— BEGIN Text —

Apologies for resurrecting this thread but I am interested in understanding the 1/2+200 rule but have struggled to follow it due to being used to the metric system we use in UK.

So i understand that you would use half of a stage plus 15 bar, initially so in a 7 litre at 210 bar this would be 100-10 (to account for interstage pressure issues)+15 so drop/switch off is at 85 bar, but what I can't/don/t get is how you change your back gas calculation in relation to this?

Do you take the 85 bar away from your back gas starting pressure to cover the distance covered by the stage in case it fails?
 
You would drop at half (105) (+10ip, if you go for that) + 15, so breathe to 130, not 85. You're breathing LESS gas out of your stage than 1/2, not MORE. However, it is less than simple 1/3rds, so you make up for that difference in your backgas calculations by turning early on your backgas. If you breathed a stage to 85 bar on the way in, you would have breathed almost 2/3rds.

Bobby's method is 1/3rds and time, plus reserve added to your backgas, and instead of dropping the stage, you carry it another "1/3" worth of time so that you get to the stage faster. You also breathe the stage down more on the out so that you have more backgas to go to in case of emergency.

Did that answer the question?
 
Apologies for resurrecting this thread but I am interested in understanding the 1/2+200 rule but have struggled to follow it due to being used to the metric system we use in UK.

So i understand that you would use half of a stage plus 15 bar, initially so in a 7 litre at 210 bar this would be 100-10 (to account for interstage pressure issues)+15 so drop/switch off is at 85 bar, but what I can't/don/t get is how you change your back gas calculation in relation to this?

Do you take the 85 bar away from your back gas starting pressure to cover the distance covered by the stage in case it fails?

— END Text —
— BEGIN Task material —

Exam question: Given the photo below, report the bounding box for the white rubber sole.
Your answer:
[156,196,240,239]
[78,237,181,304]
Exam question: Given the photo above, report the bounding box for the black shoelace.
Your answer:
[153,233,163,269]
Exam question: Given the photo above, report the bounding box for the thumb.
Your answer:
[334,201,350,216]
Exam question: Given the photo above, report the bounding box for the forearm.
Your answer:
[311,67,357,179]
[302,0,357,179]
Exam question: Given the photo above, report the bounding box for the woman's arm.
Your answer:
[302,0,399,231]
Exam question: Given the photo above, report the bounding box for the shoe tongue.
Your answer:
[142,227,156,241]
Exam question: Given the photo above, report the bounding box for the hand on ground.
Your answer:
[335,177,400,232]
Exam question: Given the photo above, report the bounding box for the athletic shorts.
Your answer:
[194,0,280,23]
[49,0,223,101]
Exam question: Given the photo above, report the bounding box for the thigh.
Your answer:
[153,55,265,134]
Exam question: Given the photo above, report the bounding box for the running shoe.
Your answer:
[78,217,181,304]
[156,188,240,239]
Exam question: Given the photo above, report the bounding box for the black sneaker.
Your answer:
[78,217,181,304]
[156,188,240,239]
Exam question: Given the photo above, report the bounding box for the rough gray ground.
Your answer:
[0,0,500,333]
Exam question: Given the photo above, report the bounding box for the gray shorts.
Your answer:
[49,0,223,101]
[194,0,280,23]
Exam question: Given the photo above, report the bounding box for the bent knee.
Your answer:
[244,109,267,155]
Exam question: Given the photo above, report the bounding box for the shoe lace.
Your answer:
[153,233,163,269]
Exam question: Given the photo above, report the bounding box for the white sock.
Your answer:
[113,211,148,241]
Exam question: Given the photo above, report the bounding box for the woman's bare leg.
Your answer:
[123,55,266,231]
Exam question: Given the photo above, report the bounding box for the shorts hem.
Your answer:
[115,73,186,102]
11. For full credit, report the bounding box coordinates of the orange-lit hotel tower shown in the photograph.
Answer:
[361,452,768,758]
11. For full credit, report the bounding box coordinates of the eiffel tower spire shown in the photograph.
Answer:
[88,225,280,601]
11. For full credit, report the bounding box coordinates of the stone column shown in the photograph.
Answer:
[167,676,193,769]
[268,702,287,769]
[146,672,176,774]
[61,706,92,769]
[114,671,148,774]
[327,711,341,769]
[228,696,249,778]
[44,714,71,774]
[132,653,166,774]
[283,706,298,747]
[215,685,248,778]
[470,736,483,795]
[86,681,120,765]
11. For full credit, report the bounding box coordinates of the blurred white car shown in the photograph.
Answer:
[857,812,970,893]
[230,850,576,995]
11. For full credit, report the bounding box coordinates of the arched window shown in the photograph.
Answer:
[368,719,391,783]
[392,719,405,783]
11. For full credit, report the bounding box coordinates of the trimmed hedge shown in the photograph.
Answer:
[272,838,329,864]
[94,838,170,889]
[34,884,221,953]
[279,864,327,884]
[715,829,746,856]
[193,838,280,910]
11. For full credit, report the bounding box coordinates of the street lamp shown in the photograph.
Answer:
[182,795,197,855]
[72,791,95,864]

— END Task material —

Tasks to complete
1. Return the part of the rows that opens with the line containing "the shorts hem." and runs through the last of the rows, with every line in that span kept unchanged.
2. Continue the forum discussion about stage and back gas planning for dives from the point where it stops.

Answer set
1.
Exam question: Given the photo above, report the bounding box for the shorts hem.
Your answer:
[115,73,186,102]
11. For full credit, report the bounding box coordinates of the orange-lit hotel tower shown in the photograph.
Answer:
[361,452,768,758]
11. For full credit, report the bounding box coordinates of the eiffel tower spire shown in the photograph.
Answer:
[88,225,280,601]
11. For full credit, report the bounding box coordinates of the stone column shown in the photograph.
Answer:
[167,676,193,769]
[268,702,287,769]
[146,672,176,774]
[61,706,92,769]
[114,671,148,774]
[327,711,341,769]
[228,696,249,778]
[44,714,71,774]
[132,653,166,774]
[283,706,298,747]
[215,685,248,778]
[470,736,483,795]
[86,681,120,765]
11. For full credit, report the bounding box coordinates of the blurred white car shown in the photograph.
Answer:
[857,812,970,893]
[230,850,576,995]
11. For full credit, report the bounding box coordinates of the arched window shown in the photograph.
Answer:
[368,719,391,783]
[392,719,405,783]
11. For full credit, report the bounding box coordinates of the trimmed hedge shown in the photograph.
Answer:
[272,838,329,864]
[94,838,170,889]
[34,884,221,953]
[279,864,327,884]
[715,829,746,856]
[193,838,280,910]
11. For full credit, report the bounding box coordinates of the street lamp shown in the photograph.
Answer:
[182,795,197,855]
[72,791,95,864]

2.
Half of 210 is 105 Bar + 15 Bar is drop the stage at 120 Bar (90 Bar consumed). If you have 200 Bar in stage, it would be 100+15 Bar, but we like round numbers so it gets rounded up to 120 Bar drop pressure as well (80 Bar consumed).

1.Take the volume of gas that was consumed in the stage, subtract it from your back gas total volume, and then calculate thirds off that reduced back gas volume
 
Thanks Johnny C I think I messed up the maths so should have been as follows?

7 litre at 210 bar:

210-10ip=200
200/2=100
100+15=115

So drop/off pressure is 115 bar on SPG

210-115=95-10ip=85

So 85 bar is used from the stage on entry

Do I then subtract that 85 from my backgas starting pressure before calculating back gas turn pressure or is it the 15 bar that was added to the stage drop calculation?
 
Thanks Johnny C I think I messed up the maths so should have been as follows?

7 litre at 210 bar:

210-10ip=200
200/2=100
100+15=115

So drop/off pressure is 115 bar on SPG

210-115=95-10ip=85

So 85 bar is used from the stage on entry

Do I then subtract that 85 from my backgas starting pressure before calculating back gas turn pressure or is it the 15 bar that was added to the stage drop calculation?

You need to take it off your backgas based on VOLUME, not pressure. 85 bar out of a 7L is not the same thing as 85 bar out of a set of twin 15L's. Make sense? Then you recalculate backgas.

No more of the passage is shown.